__SHORT PROBLEM__. Copy each of the following items word for word, keeping every line unchanged.

__DATA SHOWN__.
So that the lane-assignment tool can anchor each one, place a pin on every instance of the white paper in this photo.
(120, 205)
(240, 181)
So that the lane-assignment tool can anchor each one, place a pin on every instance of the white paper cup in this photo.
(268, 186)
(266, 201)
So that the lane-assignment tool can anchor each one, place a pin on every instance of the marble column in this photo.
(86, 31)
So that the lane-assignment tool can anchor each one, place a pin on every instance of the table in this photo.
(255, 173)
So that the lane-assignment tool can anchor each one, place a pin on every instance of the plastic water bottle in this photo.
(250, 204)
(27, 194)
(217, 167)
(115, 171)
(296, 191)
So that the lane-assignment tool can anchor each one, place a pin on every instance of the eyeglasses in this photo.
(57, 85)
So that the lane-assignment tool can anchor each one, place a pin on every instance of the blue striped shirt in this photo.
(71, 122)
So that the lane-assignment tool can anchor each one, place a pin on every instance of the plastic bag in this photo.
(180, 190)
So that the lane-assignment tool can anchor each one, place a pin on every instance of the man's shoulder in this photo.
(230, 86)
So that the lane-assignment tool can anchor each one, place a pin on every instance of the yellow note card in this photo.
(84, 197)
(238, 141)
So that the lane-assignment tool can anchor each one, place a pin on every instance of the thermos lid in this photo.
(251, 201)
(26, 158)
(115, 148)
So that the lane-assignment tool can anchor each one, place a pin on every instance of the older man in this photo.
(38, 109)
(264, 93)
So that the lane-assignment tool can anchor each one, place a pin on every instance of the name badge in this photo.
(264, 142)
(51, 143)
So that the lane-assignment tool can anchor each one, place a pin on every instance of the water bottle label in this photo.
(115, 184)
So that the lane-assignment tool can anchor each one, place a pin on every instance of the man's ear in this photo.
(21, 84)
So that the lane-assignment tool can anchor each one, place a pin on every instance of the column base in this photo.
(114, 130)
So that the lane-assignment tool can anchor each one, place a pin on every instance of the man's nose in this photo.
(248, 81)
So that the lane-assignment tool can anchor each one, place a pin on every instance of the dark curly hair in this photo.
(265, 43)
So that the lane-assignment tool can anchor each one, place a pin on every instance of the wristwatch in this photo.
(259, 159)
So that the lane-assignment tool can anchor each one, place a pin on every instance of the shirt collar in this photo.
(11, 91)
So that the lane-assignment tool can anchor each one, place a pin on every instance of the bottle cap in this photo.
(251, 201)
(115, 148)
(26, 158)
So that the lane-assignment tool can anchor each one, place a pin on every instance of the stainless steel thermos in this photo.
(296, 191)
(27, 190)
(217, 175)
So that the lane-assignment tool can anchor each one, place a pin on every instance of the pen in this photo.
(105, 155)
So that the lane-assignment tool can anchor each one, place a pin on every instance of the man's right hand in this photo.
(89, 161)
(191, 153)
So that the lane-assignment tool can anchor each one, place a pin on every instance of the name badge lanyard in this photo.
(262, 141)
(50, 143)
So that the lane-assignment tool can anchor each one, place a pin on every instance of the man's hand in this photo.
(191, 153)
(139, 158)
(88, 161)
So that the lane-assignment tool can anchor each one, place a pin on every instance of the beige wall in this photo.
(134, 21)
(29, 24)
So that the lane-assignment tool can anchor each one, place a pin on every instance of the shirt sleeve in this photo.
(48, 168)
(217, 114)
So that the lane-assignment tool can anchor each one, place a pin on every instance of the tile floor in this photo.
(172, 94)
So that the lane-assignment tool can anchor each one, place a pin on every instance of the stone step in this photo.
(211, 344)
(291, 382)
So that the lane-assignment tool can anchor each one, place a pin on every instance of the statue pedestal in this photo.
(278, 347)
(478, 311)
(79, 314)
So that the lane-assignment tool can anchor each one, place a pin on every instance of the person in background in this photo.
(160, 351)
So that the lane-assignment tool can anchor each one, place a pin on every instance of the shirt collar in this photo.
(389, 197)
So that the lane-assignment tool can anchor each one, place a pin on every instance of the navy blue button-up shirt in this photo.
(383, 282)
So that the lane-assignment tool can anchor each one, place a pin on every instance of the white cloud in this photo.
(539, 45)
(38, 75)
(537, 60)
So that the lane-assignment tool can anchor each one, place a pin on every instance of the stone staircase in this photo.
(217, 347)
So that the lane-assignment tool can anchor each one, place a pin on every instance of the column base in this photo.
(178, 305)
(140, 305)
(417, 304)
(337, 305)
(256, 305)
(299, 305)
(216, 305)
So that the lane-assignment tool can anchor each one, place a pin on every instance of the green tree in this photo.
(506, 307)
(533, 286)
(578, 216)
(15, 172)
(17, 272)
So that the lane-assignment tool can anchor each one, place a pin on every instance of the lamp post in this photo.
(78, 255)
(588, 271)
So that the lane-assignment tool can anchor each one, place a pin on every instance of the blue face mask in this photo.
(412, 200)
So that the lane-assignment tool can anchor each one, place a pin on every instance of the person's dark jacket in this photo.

__RIGHT ANSWER__.
So that the lane-assignment tool can anchor each one, place a pin on every instance of the white paper in this photo.
(120, 205)
(240, 181)
So that the lane-assignment tool can anchor each one, place a pin on every instance of the white paper cup in this photo.
(268, 186)
(266, 201)
So that the lane-assignment tool can anchor each one, place a pin on every instance of the marble column in this photo.
(86, 31)
So that the lane-assignment tool can anchor each one, place a pin on every instance of the table in this photo.
(255, 173)
So that the lane-assignment tool can anchor each one, place a pin on every instance of the plastic water bottle in this photo.
(250, 204)
(27, 194)
(217, 167)
(115, 171)
(296, 191)
So that the lane-assignment tool can anchor each one, place a pin on every instance of the eyeglasses in this photo.
(57, 85)
So that the lane-assignment tool can anchor each one, place a pin on every instance of the blue striped shirt in this photo.
(71, 122)
So that the lane-assignment tool can anchor each one, place a pin on every instance of the plastic bag in this photo.
(180, 190)
So that the lane-assignment tool can anchor each one, place a pin on every instance of the man's shoulder in this photo.
(230, 86)
So that the lane-assignment tool can anchor each one, place a pin on every instance of the yellow note card in this photo.
(84, 197)
(238, 141)
So that the lane-assignment tool can anchor each one, place a pin on every instance of the thermos lid in this photo.
(251, 201)
(26, 158)
(115, 148)
So that the lane-assignment tool can anchor each one, place a pin on every instance of the older man in this photo.
(38, 109)
(264, 93)
So that the lane-assignment tool can anchor each one, place a pin on every instance of the name badge in this photo.
(264, 142)
(51, 143)
So that the lane-assignment tool can anchor each one, place a pin on every instance of the water bottle label in this photo.
(115, 184)
So that the lane-assignment tool can anchor each one, place a pin on every instance of the man's ear in this photo.
(21, 84)
So that the lane-assignment tool can anchor each one, place a pin on every instance of the column base in this photo.
(114, 130)
So that the lane-assignment tool can anchor each one, place a pin on every instance of the man's nose in this photo.
(248, 81)
So that the lane-assignment tool can anchor each one, place a pin on every instance of the dark curly hair in this photo.
(265, 43)
So that the lane-assignment tool can anchor each one, place a pin on every instance of the wristwatch in this photo.
(259, 159)
So that the lane-assignment tool can anchor each one, place a pin on every instance of the shirt collar in this photo.
(11, 91)
So that the lane-assignment tool can anchor each one, place a pin on every instance of the bottle cap in this photo.
(251, 201)
(115, 148)
(26, 158)
So that the lane-assignment tool can anchor each one, place a pin on every instance of the stainless steel thermos in this photo.
(296, 191)
(27, 190)
(217, 175)
So that the lane-assignment tool can anchor each one, place a pin on every instance of the pen in this photo.
(105, 155)
So that the lane-assignment tool can anchor each one, place a pin on every instance of the man's right hand in this photo.
(89, 161)
(191, 153)
So that the lane-assignment tool can anchor each one, place a pin on every instance of the name badge lanyard in this photo.
(262, 141)
(50, 143)
So that the lane-assignment tool can anchor each one, place a pin on every instance of the man's hand in this photo.
(191, 153)
(139, 158)
(88, 161)
So that the lane-assignment tool can anchor each one, place a pin on every instance of the beige wall in this photo.
(134, 21)
(29, 24)
So that the lane-assignment tool can anchor each one, place a pin on every instance of the shirt sleeve in this photo.
(48, 168)
(217, 114)
So that the lane-assignment tool can anchor each one, place a pin on every instance of the tile floor in this photo.
(172, 94)
So that the lane-assignment tool can anchor each one, place a pin on every instance of the stone step in this photo.
(211, 344)
(291, 382)
So that the lane-assignment tool can anchor each one, place a pin on every instance of the statue pedestal in this photo.
(278, 347)
(478, 311)
(79, 314)
So that the lane-assignment tool can anchor each one, place a pin on every instance of the person in background in this photo.
(160, 351)
So that the lane-assignment tool can anchor each one, place a pin on every instance of the shirt collar in this photo.
(389, 197)
So that the lane-assignment tool can anchor each one, place a pin on every instance of the navy blue button-up shirt in this photo.
(383, 282)
So that the lane-assignment tool can anchor each one, place a pin on every instance of the white cloud in this photo.
(539, 45)
(38, 75)
(537, 60)
So that the lane-assignment tool can anchor each one, place a pin on every instance of the stone staircase in this photo.
(217, 347)
So that the lane-assignment tool can anchor each one, place a pin on every instance of the column base in this photo.
(178, 305)
(140, 305)
(417, 304)
(337, 305)
(256, 305)
(299, 305)
(216, 305)
So that the lane-assignment tool can anchor each one, place a pin on every instance of the green tree in this photo.
(506, 307)
(533, 286)
(578, 216)
(15, 172)
(17, 272)
So that the lane-assignment tool can anchor each one, place a pin on every instance of the lamp post in this photo.
(78, 255)
(588, 271)
So that the lane-assignment tool can anchor each one, place a pin on every instance of the blue face mask in this photo.
(412, 200)
So that the lane-assignment tool can anchor each one, place a pin on every instance of the person's dark jacket in this photo.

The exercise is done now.